## RAW DATA
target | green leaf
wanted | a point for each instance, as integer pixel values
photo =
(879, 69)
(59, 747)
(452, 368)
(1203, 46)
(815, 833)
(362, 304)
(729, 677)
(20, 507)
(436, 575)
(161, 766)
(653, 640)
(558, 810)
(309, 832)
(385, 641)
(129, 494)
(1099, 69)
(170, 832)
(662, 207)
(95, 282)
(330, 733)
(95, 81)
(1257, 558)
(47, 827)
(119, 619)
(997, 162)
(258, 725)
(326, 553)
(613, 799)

## EXERCISE DIRECTIONS
Print all of the entries above again, character for character, with nothing changed.

## OUTPUT
target | green leaf
wanted | a point for each instance, as integer pixel values
photo =
(879, 69)
(59, 747)
(452, 368)
(1203, 46)
(815, 833)
(362, 304)
(729, 677)
(20, 507)
(436, 575)
(161, 766)
(653, 640)
(558, 810)
(309, 832)
(385, 641)
(129, 494)
(1099, 69)
(170, 832)
(662, 207)
(95, 282)
(330, 733)
(95, 81)
(1257, 558)
(47, 827)
(119, 619)
(997, 162)
(258, 725)
(326, 553)
(613, 799)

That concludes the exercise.